-- Start of DATA LINES --
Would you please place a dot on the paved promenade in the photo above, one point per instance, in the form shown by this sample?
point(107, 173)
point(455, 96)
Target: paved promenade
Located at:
-- End of DATA LINES --
### EXERCISE DIRECTIONS
Convert every line of the listing above into a JSON list of strings, one string per line, leaving out blank lines.

### SOLUTION TO THIS TASK
[
  "Would you please place a dot on the paved promenade in the photo above, one point per instance, in the form shown by this sample?",
  "point(107, 173)",
  "point(455, 96)",
  "Target: paved promenade",
  "Located at:"
]